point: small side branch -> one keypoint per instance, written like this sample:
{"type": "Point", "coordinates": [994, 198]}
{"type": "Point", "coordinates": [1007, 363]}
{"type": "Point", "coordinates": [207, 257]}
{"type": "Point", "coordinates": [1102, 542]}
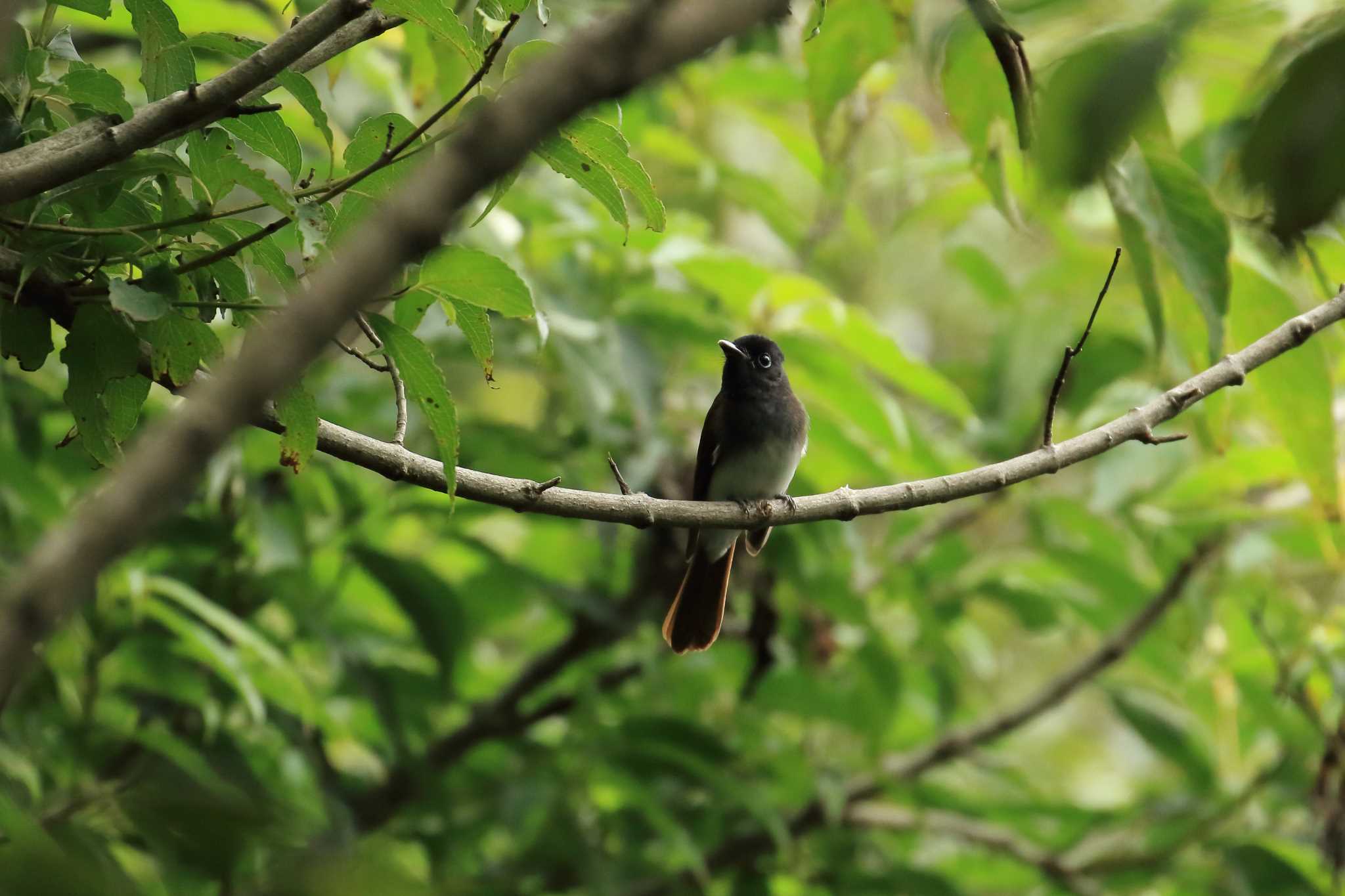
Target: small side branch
{"type": "Point", "coordinates": [1071, 352]}
{"type": "Point", "coordinates": [1013, 60]}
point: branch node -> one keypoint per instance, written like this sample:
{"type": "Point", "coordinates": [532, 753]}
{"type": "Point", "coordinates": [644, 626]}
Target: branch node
{"type": "Point", "coordinates": [617, 472]}
{"type": "Point", "coordinates": [1147, 437]}
{"type": "Point", "coordinates": [847, 495]}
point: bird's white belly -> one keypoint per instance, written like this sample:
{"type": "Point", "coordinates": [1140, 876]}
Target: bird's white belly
{"type": "Point", "coordinates": [748, 476]}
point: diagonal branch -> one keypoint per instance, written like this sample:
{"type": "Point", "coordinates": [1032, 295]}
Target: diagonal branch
{"type": "Point", "coordinates": [1013, 60]}
{"type": "Point", "coordinates": [162, 469]}
{"type": "Point", "coordinates": [50, 163]}
{"type": "Point", "coordinates": [744, 849]}
{"type": "Point", "coordinates": [993, 837]}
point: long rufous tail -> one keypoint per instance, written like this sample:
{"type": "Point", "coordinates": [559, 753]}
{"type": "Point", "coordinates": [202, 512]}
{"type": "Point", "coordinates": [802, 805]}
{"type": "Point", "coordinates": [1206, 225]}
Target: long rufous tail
{"type": "Point", "coordinates": [693, 621]}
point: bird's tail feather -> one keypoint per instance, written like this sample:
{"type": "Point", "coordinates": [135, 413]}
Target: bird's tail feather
{"type": "Point", "coordinates": [693, 621]}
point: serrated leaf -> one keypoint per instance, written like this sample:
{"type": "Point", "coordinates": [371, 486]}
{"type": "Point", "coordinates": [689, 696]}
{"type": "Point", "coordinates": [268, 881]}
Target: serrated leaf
{"type": "Point", "coordinates": [477, 327]}
{"type": "Point", "coordinates": [267, 133]}
{"type": "Point", "coordinates": [24, 333]}
{"type": "Point", "coordinates": [363, 150]}
{"type": "Point", "coordinates": [136, 303]}
{"type": "Point", "coordinates": [858, 34]}
{"type": "Point", "coordinates": [167, 64]}
{"type": "Point", "coordinates": [567, 160]}
{"type": "Point", "coordinates": [426, 389]}
{"type": "Point", "coordinates": [441, 20]}
{"type": "Point", "coordinates": [477, 278]}
{"type": "Point", "coordinates": [298, 413]}
{"type": "Point", "coordinates": [1296, 391]}
{"type": "Point", "coordinates": [604, 144]}
{"type": "Point", "coordinates": [426, 598]}
{"type": "Point", "coordinates": [294, 82]}
{"type": "Point", "coordinates": [100, 349]}
{"type": "Point", "coordinates": [179, 345]}
{"type": "Point", "coordinates": [208, 152]}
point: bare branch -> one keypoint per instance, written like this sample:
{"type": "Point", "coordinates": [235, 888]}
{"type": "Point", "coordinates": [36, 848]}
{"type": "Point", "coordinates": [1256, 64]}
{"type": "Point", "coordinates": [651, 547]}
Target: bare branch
{"type": "Point", "coordinates": [744, 849]}
{"type": "Point", "coordinates": [1013, 60]}
{"type": "Point", "coordinates": [1071, 352]}
{"type": "Point", "coordinates": [845, 503]}
{"type": "Point", "coordinates": [994, 837]}
{"type": "Point", "coordinates": [32, 169]}
{"type": "Point", "coordinates": [160, 471]}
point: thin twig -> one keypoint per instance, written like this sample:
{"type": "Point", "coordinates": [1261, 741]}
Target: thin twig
{"type": "Point", "coordinates": [744, 849]}
{"type": "Point", "coordinates": [973, 830]}
{"type": "Point", "coordinates": [399, 386]}
{"type": "Point", "coordinates": [354, 352]}
{"type": "Point", "coordinates": [385, 159]}
{"type": "Point", "coordinates": [1074, 351]}
{"type": "Point", "coordinates": [617, 472]}
{"type": "Point", "coordinates": [1013, 61]}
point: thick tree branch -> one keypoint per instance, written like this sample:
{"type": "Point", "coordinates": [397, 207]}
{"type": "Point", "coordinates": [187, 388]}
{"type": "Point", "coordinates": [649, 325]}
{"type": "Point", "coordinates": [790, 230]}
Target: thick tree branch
{"type": "Point", "coordinates": [50, 163]}
{"type": "Point", "coordinates": [160, 471]}
{"type": "Point", "coordinates": [845, 503]}
{"type": "Point", "coordinates": [745, 849]}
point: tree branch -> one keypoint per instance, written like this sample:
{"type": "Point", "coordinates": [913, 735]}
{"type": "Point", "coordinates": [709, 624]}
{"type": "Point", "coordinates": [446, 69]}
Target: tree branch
{"type": "Point", "coordinates": [994, 837]}
{"type": "Point", "coordinates": [908, 767]}
{"type": "Point", "coordinates": [1013, 60]}
{"type": "Point", "coordinates": [160, 471]}
{"type": "Point", "coordinates": [49, 163]}
{"type": "Point", "coordinates": [843, 504]}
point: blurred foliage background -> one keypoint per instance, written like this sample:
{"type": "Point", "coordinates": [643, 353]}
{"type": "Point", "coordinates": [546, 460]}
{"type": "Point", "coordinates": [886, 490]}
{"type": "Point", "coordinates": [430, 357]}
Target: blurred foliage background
{"type": "Point", "coordinates": [317, 681]}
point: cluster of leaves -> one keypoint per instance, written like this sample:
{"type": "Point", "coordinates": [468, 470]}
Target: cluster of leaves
{"type": "Point", "coordinates": [295, 649]}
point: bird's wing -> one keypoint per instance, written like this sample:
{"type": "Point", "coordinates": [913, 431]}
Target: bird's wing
{"type": "Point", "coordinates": [707, 456]}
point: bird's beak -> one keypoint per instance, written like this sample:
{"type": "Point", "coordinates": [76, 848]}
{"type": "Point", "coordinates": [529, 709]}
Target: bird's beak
{"type": "Point", "coordinates": [731, 350]}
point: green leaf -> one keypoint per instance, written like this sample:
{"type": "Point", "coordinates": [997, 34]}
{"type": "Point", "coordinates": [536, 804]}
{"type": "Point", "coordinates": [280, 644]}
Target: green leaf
{"type": "Point", "coordinates": [298, 413]}
{"type": "Point", "coordinates": [1138, 251]}
{"type": "Point", "coordinates": [24, 333]}
{"type": "Point", "coordinates": [1181, 218]}
{"type": "Point", "coordinates": [1294, 147]}
{"type": "Point", "coordinates": [294, 82]}
{"type": "Point", "coordinates": [179, 345]}
{"type": "Point", "coordinates": [478, 278]}
{"type": "Point", "coordinates": [96, 88]}
{"type": "Point", "coordinates": [100, 350]}
{"type": "Point", "coordinates": [101, 9]}
{"type": "Point", "coordinates": [136, 303]}
{"type": "Point", "coordinates": [1095, 100]}
{"type": "Point", "coordinates": [426, 389]}
{"type": "Point", "coordinates": [526, 54]}
{"type": "Point", "coordinates": [567, 160]}
{"type": "Point", "coordinates": [441, 20]}
{"type": "Point", "coordinates": [604, 144]}
{"type": "Point", "coordinates": [477, 327]}
{"type": "Point", "coordinates": [363, 150]}
{"type": "Point", "coordinates": [424, 597]}
{"type": "Point", "coordinates": [858, 34]}
{"type": "Point", "coordinates": [208, 154]}
{"type": "Point", "coordinates": [1166, 738]}
{"type": "Point", "coordinates": [167, 64]}
{"type": "Point", "coordinates": [1296, 390]}
{"type": "Point", "coordinates": [267, 133]}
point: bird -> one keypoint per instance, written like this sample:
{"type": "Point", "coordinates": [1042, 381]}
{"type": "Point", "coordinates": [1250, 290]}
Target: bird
{"type": "Point", "coordinates": [755, 435]}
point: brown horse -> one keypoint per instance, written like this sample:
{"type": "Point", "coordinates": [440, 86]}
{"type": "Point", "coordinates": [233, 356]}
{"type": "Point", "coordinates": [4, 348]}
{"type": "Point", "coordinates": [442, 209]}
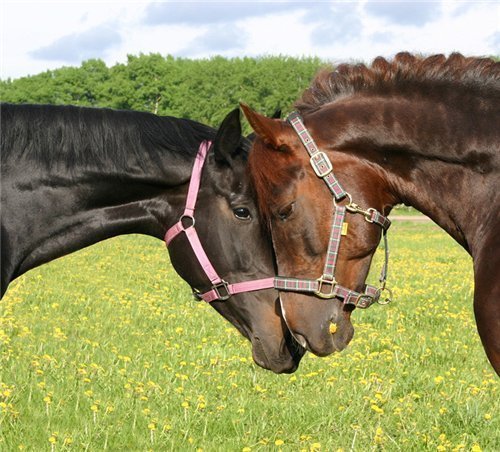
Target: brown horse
{"type": "Point", "coordinates": [420, 131]}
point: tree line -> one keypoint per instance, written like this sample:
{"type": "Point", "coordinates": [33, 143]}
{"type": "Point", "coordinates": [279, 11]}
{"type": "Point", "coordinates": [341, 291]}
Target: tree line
{"type": "Point", "coordinates": [203, 90]}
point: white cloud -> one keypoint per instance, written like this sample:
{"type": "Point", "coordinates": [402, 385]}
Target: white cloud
{"type": "Point", "coordinates": [336, 31]}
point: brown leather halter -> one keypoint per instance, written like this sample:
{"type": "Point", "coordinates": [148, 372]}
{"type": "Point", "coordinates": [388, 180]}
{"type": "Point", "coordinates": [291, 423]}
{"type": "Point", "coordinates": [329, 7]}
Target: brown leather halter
{"type": "Point", "coordinates": [326, 286]}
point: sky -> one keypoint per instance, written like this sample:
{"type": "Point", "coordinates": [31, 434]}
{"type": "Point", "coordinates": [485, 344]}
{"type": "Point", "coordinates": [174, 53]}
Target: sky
{"type": "Point", "coordinates": [42, 35]}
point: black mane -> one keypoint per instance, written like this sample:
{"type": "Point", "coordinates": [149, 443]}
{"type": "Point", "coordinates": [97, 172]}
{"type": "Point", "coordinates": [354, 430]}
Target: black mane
{"type": "Point", "coordinates": [92, 137]}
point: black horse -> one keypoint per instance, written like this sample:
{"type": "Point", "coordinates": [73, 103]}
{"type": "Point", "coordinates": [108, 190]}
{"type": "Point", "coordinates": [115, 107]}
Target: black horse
{"type": "Point", "coordinates": [74, 176]}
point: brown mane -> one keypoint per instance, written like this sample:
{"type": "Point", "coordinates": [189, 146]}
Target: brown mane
{"type": "Point", "coordinates": [404, 70]}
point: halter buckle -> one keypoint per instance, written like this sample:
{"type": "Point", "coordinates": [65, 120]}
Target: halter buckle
{"type": "Point", "coordinates": [364, 301]}
{"type": "Point", "coordinates": [190, 221]}
{"type": "Point", "coordinates": [328, 282]}
{"type": "Point", "coordinates": [386, 299]}
{"type": "Point", "coordinates": [225, 290]}
{"type": "Point", "coordinates": [321, 164]}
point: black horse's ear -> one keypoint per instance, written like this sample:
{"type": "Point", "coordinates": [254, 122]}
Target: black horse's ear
{"type": "Point", "coordinates": [228, 138]}
{"type": "Point", "coordinates": [276, 115]}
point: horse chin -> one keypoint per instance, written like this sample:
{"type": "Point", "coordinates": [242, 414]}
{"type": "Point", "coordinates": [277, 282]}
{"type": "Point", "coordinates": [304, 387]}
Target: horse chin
{"type": "Point", "coordinates": [284, 360]}
{"type": "Point", "coordinates": [313, 333]}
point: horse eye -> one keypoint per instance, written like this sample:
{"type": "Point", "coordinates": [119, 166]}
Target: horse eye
{"type": "Point", "coordinates": [286, 211]}
{"type": "Point", "coordinates": [242, 213]}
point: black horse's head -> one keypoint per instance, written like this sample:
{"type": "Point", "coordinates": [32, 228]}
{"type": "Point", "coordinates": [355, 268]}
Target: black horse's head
{"type": "Point", "coordinates": [239, 250]}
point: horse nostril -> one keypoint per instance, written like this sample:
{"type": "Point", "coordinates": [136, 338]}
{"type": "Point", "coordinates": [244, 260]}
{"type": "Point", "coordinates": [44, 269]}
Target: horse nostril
{"type": "Point", "coordinates": [301, 340]}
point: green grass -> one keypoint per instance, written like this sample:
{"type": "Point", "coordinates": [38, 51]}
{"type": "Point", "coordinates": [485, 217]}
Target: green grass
{"type": "Point", "coordinates": [105, 349]}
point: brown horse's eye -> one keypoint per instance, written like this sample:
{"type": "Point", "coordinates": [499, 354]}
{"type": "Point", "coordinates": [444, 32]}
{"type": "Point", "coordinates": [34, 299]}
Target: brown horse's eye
{"type": "Point", "coordinates": [286, 211]}
{"type": "Point", "coordinates": [242, 213]}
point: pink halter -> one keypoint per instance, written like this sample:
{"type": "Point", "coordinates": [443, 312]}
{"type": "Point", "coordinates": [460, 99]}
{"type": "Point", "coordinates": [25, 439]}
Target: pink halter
{"type": "Point", "coordinates": [221, 290]}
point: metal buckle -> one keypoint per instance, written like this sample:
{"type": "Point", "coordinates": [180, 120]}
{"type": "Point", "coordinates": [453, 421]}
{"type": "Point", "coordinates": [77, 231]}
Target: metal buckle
{"type": "Point", "coordinates": [320, 158]}
{"type": "Point", "coordinates": [196, 294]}
{"type": "Point", "coordinates": [324, 295]}
{"type": "Point", "coordinates": [387, 299]}
{"type": "Point", "coordinates": [364, 301]}
{"type": "Point", "coordinates": [368, 213]}
{"type": "Point", "coordinates": [187, 217]}
{"type": "Point", "coordinates": [224, 296]}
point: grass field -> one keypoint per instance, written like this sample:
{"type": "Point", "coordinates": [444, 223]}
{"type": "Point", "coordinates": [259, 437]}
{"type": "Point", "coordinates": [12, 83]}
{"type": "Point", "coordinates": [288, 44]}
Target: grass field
{"type": "Point", "coordinates": [105, 349]}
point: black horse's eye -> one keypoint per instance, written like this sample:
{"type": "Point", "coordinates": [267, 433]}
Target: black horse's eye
{"type": "Point", "coordinates": [242, 213]}
{"type": "Point", "coordinates": [286, 211]}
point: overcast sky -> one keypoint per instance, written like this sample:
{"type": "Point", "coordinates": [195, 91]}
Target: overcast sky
{"type": "Point", "coordinates": [36, 36]}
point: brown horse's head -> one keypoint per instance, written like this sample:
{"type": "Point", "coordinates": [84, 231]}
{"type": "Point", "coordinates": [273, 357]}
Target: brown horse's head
{"type": "Point", "coordinates": [299, 209]}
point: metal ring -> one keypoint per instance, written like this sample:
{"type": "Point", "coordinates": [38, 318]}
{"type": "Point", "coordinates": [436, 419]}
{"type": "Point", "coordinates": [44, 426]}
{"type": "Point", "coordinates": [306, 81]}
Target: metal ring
{"type": "Point", "coordinates": [349, 197]}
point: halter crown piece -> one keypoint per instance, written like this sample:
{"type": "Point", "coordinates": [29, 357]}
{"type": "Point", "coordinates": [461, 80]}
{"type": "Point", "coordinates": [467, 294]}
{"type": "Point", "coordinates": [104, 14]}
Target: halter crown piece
{"type": "Point", "coordinates": [325, 286]}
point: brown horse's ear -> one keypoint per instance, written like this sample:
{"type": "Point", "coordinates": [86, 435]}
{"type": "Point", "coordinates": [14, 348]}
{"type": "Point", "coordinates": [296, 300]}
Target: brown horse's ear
{"type": "Point", "coordinates": [271, 130]}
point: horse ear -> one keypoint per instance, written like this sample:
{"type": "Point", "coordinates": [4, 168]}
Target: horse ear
{"type": "Point", "coordinates": [227, 139]}
{"type": "Point", "coordinates": [276, 115]}
{"type": "Point", "coordinates": [269, 129]}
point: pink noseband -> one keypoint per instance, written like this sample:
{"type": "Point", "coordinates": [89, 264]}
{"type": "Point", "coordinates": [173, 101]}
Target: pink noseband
{"type": "Point", "coordinates": [221, 290]}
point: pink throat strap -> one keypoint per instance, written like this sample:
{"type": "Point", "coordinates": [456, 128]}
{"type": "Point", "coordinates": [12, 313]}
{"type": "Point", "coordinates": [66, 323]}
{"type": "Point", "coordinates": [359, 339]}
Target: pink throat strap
{"type": "Point", "coordinates": [220, 290]}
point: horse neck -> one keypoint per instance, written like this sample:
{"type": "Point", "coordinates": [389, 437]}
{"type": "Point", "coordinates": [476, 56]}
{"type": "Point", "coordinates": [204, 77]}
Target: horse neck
{"type": "Point", "coordinates": [50, 211]}
{"type": "Point", "coordinates": [441, 158]}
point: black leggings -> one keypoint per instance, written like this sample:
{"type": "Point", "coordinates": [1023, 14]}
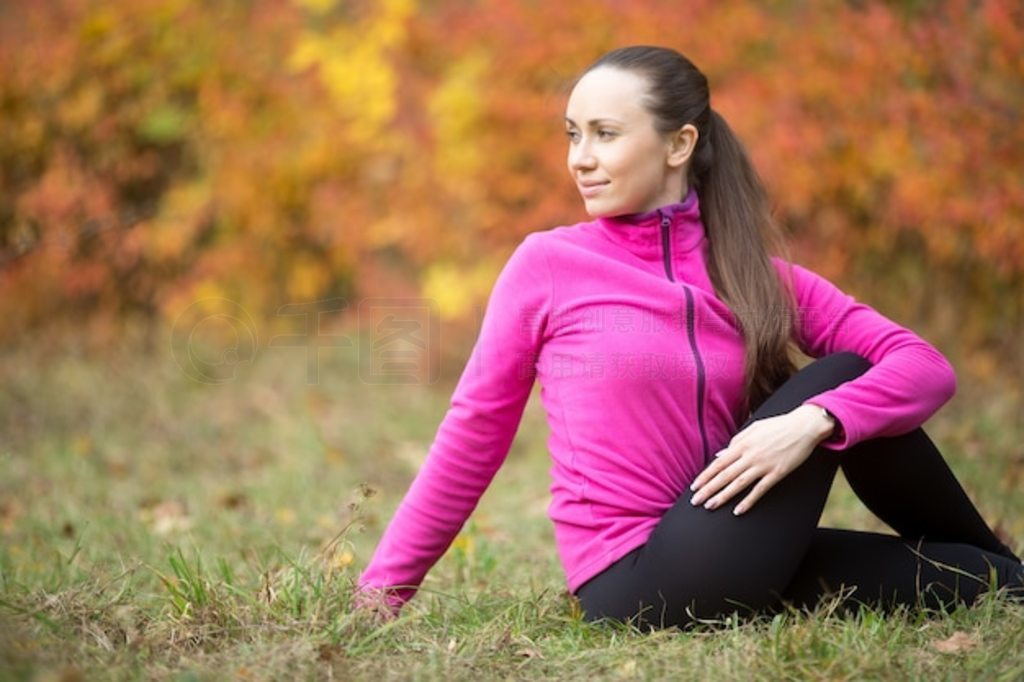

=======

→ Task goal: Word for word, restate the lines above from the line containing "Target: black mane" through the line containing "point: black horse's head", with both included and nothing else.

→ Exercise result:
Target: black mane
{"type": "Point", "coordinates": [92, 137]}
point: black horse -> one keypoint per instance, written like this sample:
{"type": "Point", "coordinates": [73, 103]}
{"type": "Point", "coordinates": [108, 190]}
{"type": "Point", "coordinates": [115, 107]}
Target: black horse
{"type": "Point", "coordinates": [74, 176]}
point: brown mane -> one keypoint per instance, written like this sample:
{"type": "Point", "coordinates": [189, 146]}
Target: brown mane
{"type": "Point", "coordinates": [404, 70]}
point: halter buckle -> one keypoint per instance, written like this sample:
{"type": "Point", "coordinates": [65, 120]}
Target: halter buckle
{"type": "Point", "coordinates": [364, 301]}
{"type": "Point", "coordinates": [190, 221]}
{"type": "Point", "coordinates": [328, 282]}
{"type": "Point", "coordinates": [386, 299]}
{"type": "Point", "coordinates": [225, 290]}
{"type": "Point", "coordinates": [321, 164]}
point: black horse's ear -> one keypoint per instance, written like this sample:
{"type": "Point", "coordinates": [254, 122]}
Target: black horse's ear
{"type": "Point", "coordinates": [228, 138]}
{"type": "Point", "coordinates": [276, 115]}
point: horse chin -> one keypoint per instance, written like this sample:
{"type": "Point", "coordinates": [242, 414]}
{"type": "Point", "coordinates": [277, 282]}
{"type": "Point", "coordinates": [304, 387]}
Target: horse chin
{"type": "Point", "coordinates": [284, 360]}
{"type": "Point", "coordinates": [313, 333]}
point: horse eye -> one keypoint per instance, written like this sample:
{"type": "Point", "coordinates": [119, 166]}
Target: horse eye
{"type": "Point", "coordinates": [286, 211]}
{"type": "Point", "coordinates": [242, 213]}
point: black horse's head -> one keypoint per instance, written like this sample:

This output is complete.